*Task goal*
Nothing in the records may be dropped or altered when you repeat them.

*Provided entries*
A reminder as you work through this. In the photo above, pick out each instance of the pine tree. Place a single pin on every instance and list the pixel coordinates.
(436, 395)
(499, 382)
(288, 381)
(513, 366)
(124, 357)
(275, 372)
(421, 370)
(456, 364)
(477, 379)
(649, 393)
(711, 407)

*Your solution*
A reminder as you work through this. In the photo above, pick out each instance of the pine tree. Place a single pin on every instance and list the pixel coordinates.
(436, 395)
(499, 382)
(288, 381)
(513, 366)
(124, 357)
(275, 372)
(421, 370)
(456, 364)
(477, 379)
(649, 393)
(711, 407)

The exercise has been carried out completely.